→ **Aim 1**
Based on the article about spending money for happiness, decide whether each statement agrees with it: (a) Dunn and Norton offer five key suggestions. (b) The article tells readers they need to cut out the daily latte. (c) Many folks have storage units because they hold onto more items than can fit into their homes. Give yes or no for each, with the deciding words quoted.
→ **Aim 2**
In the article about spending money for happiness, what is the full title of the book by Elizabeth Dunn and Michael Norton?
→ **Aim 3**
Go on with the article about spending money for happiness, starting after its last sentence.

→ **Text excerpt**
....

IN THE GRAND scheme of things, money is just a tool and net worth is just a number. We shouldn’t work solely to make more money. Instead, our goal should be to use that money to create as happy a life as we possibly can.
In their book Happy Money: The Science of Happier Spending, Elizabeth Dunn and Michael Norton explore this idea. How can we best use money to buy happiness? Dunn and Norton offer five key suggestions.
1. Buy experiences. The millennial generation gets a hard time in the press. We’re constantly berated for our spending habits, including traveling too much, eating avocado toast and drinking expensive coffee. But whatever our failings, the millennial generation believes in buying experiences over owning things—and that’s an effective way to use money to increase happiness, according to Dunn and Norton.
We’ve witnessed the generations before us purchase and hold onto far more items than can fit into their homes—which is why many folks also have storage units. We millennials don’t want to make that mistake: Buying experiences, and sharing them with others, gives us lasting memories that’ll bring far more happiness than we’ll ever get from another pair of shoes.
2. Make it a treat. If you commute to work every day, there’s a good chance you drive past a Starbucks. There’s an even better chance that the Starbucks drive-thru line is packed with cars.
I’m not here to tell you that you need to cut out the daily latte. Still, that special coffee drink may not be making you as happy as it once did. We adapt quickly to new habits and routines, including the coffee we consume. When we get used to having a special coffee every day, we don’t feel the same spike in happiness we initially enjoyed.

....

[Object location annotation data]
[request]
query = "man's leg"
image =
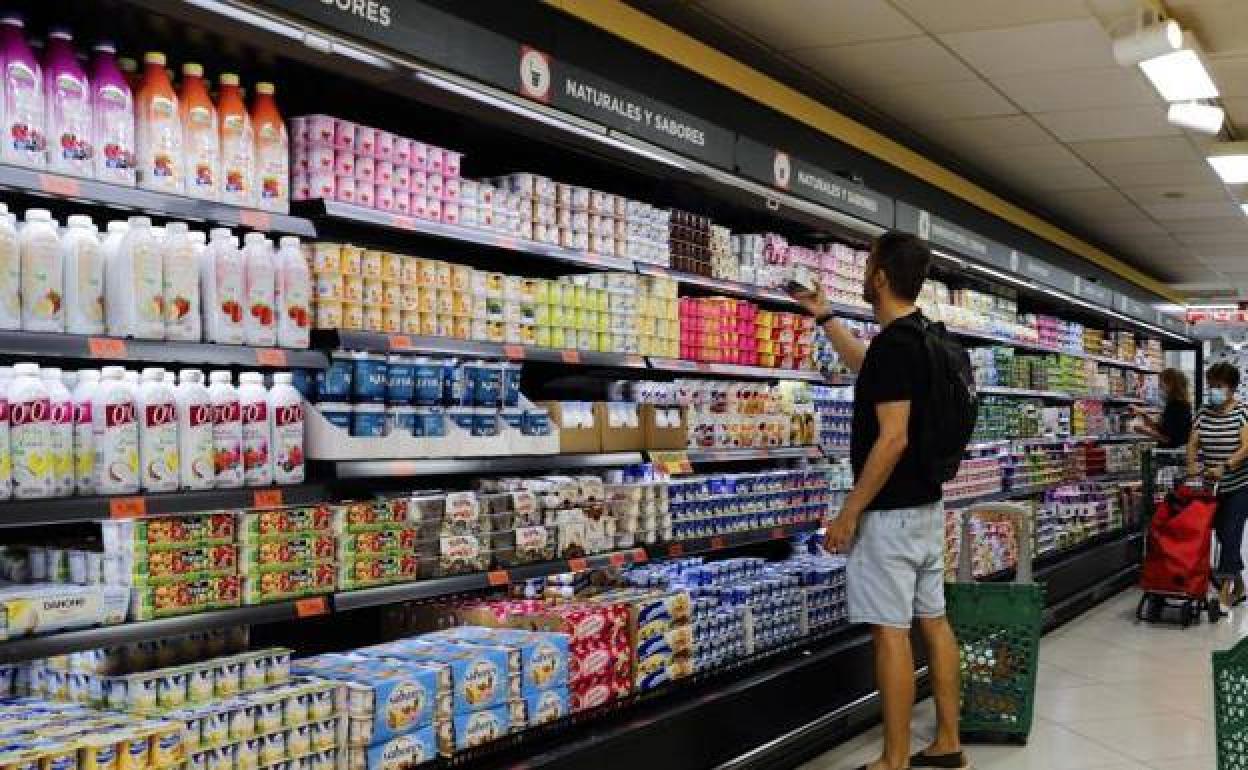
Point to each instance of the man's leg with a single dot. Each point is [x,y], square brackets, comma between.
[895,677]
[942,660]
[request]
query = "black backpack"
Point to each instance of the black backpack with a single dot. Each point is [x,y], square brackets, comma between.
[946,419]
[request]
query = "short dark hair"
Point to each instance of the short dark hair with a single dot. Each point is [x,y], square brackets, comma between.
[904,258]
[1223,373]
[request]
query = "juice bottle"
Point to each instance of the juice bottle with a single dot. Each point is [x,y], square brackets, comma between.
[10,271]
[60,434]
[272,152]
[160,129]
[29,433]
[112,109]
[24,140]
[293,290]
[286,412]
[226,429]
[84,446]
[43,277]
[82,260]
[114,434]
[69,106]
[181,285]
[156,406]
[195,431]
[237,144]
[201,135]
[260,325]
[221,275]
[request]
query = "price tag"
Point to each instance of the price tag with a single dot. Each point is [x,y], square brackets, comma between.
[311,607]
[270,357]
[58,185]
[106,347]
[498,577]
[266,498]
[127,507]
[256,220]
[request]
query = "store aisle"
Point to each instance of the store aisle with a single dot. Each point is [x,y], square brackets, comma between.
[1111,695]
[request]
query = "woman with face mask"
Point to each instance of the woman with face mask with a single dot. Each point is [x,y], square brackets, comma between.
[1221,438]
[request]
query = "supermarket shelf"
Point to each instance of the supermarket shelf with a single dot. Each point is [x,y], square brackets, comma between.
[154,351]
[147,201]
[99,508]
[458,584]
[385,468]
[733,370]
[348,212]
[381,342]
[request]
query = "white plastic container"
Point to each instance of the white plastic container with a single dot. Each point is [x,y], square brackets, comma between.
[195,444]
[115,434]
[60,434]
[286,413]
[293,293]
[260,322]
[257,458]
[157,432]
[226,429]
[82,258]
[10,271]
[140,282]
[181,285]
[221,275]
[43,277]
[84,443]
[29,433]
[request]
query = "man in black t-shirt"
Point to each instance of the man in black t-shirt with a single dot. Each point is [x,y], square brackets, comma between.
[892,522]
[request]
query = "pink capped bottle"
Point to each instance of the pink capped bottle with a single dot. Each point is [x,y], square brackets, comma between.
[68,106]
[112,109]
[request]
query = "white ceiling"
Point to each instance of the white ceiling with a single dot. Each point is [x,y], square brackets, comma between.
[1027,92]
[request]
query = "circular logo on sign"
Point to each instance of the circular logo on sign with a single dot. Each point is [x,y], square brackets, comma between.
[780,170]
[534,74]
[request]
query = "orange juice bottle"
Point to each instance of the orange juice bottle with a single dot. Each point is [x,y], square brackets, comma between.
[272,151]
[237,144]
[201,135]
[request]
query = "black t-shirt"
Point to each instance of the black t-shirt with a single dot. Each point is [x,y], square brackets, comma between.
[894,370]
[1176,423]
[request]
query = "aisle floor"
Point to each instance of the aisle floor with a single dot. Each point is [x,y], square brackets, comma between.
[1111,695]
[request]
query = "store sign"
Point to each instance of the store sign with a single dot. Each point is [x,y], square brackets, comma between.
[810,182]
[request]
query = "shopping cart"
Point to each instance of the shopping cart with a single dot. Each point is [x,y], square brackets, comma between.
[997,628]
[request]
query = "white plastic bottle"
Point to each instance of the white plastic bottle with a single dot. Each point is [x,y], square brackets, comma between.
[10,271]
[293,292]
[257,458]
[82,260]
[260,327]
[114,434]
[60,446]
[43,277]
[30,433]
[84,446]
[286,414]
[226,429]
[221,276]
[141,281]
[181,276]
[195,446]
[157,432]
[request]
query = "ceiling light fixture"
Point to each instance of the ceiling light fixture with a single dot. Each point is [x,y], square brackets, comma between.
[1206,119]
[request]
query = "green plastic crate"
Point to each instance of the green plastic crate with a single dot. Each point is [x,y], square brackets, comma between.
[1231,705]
[997,628]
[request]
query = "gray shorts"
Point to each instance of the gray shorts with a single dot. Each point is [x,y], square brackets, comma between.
[896,567]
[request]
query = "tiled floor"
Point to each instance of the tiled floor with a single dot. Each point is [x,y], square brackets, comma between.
[1111,695]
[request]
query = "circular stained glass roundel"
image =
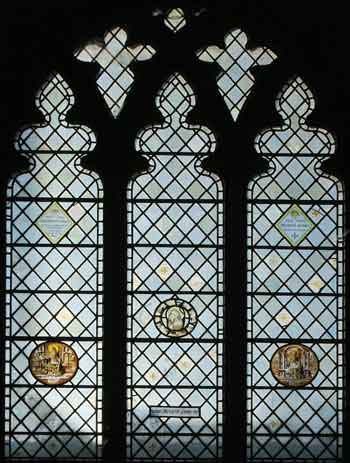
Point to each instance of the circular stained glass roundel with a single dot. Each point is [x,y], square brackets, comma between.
[175,318]
[53,363]
[294,365]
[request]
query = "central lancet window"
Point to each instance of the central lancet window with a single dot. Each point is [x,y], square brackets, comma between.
[175,289]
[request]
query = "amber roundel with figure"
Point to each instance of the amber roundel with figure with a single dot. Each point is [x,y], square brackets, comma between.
[53,363]
[294,365]
[175,318]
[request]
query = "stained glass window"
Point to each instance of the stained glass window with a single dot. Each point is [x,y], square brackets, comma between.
[53,396]
[175,290]
[295,292]
[166,382]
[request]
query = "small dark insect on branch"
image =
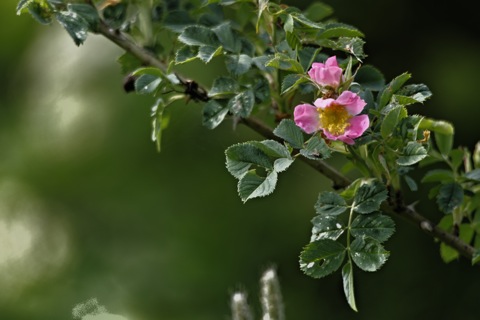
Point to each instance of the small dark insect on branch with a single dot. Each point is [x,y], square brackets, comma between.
[195,92]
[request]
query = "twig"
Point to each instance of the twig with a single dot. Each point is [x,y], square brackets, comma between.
[339,180]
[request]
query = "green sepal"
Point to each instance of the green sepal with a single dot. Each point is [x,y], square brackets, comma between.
[369,196]
[368,253]
[449,197]
[291,82]
[377,226]
[348,288]
[412,153]
[322,257]
[290,132]
[87,12]
[326,227]
[330,204]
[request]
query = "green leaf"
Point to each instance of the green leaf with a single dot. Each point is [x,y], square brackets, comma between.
[444,142]
[412,185]
[347,276]
[199,36]
[206,53]
[449,197]
[42,12]
[438,175]
[284,62]
[417,92]
[476,257]
[326,227]
[473,175]
[238,64]
[222,87]
[186,54]
[370,78]
[369,196]
[87,12]
[22,5]
[377,226]
[159,122]
[242,104]
[213,114]
[128,62]
[330,204]
[240,157]
[412,153]
[336,30]
[76,26]
[115,15]
[178,20]
[391,120]
[252,185]
[316,149]
[368,253]
[291,82]
[147,83]
[318,11]
[321,258]
[391,88]
[288,131]
[227,38]
[273,149]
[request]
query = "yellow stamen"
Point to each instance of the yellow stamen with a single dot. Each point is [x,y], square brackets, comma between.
[334,119]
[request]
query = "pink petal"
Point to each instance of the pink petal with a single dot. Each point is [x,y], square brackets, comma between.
[358,125]
[306,117]
[352,102]
[323,103]
[331,62]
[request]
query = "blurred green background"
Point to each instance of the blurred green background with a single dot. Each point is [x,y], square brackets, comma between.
[88,208]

....

→ **Final answer 1**
(a) Yes: "Dunn and Norton offer five key suggestions."
(b) No: "I’m not here to tell you that you need to cut out the daily latte."
(c) Yes: "purchase and hold onto far more items than can fit into their homes—which is why many folks also have storage units."

→ **Final answer 2**
Happy Money: The Science of Happier Spending

→ **Final answer 3**
To combat this, we should forgo the daily latte and make it a treat instead. Drink a regular coffee Monday through Thursday and save the special coffee for Friday. That way, you’ll be able to look forward to the treat all week long, which is crucial: It isn’t always the event itself, but our anticipation of the event, that makes us happy.
3. Buy time. Are there any regular chores you absolutely hate? Whether it’s vacuuming, mowing the lawn, cleaning the shower or something else, outsourcing may be the key to increasing your happiness. We could use this newfound time to be with family, take a hike at a nearby trail or have a night out with friends.
That said, I think everybody should do a rigorous audit of their schedule before insisting that they simply don’t have enough time. We’re notorious for claiming we are busier than we really are. In fact, Dunn and Norton note that Americans, on average, spend about two months per year in front of the television, equal to some four hours per day.
4. Pay now, consume later. Another simple way to increase happiness is to adjust when you pay for things. It’s been found that when we pay for goods or activities beforehand, we free ourselves up to enjoy the purchase much more. Conversely, if we don’t pay until later, we’re less happy.
Have you been to an all-inclusive resort? You’ll know that there’s no hesitation when ordering that cold drink while sitting by the pool. When we pay for goods or services upfront, it allows us to stop worrying about the money and instead focus on enjoying what we paid for.
5. Invest in others. If you’ve ever given to charity, monetarily or with your time, you have probably enjoyed the good feelings that come with it. Giving back is a wonderful way to boost not only your happiness, but also the happiness of others in your community.
In one research study, participants were each given $20. Some of the participants were instructed to spend the money on themselves, while others were instructed to spend the money on someone else. After the task was completed, those who gave their $20 to others reported greater levels of happiness.
My challenge to you: In the week ahead, spend your money to increase happiness in as many ways as possible. For example, what if you bought a Starbucks gift card today (pay now, consume later), used it later in the week to buy a special kind of coffee (make it a treat) and also paid for the drink of someone else in line (invest in others)? It could make for a far happier week.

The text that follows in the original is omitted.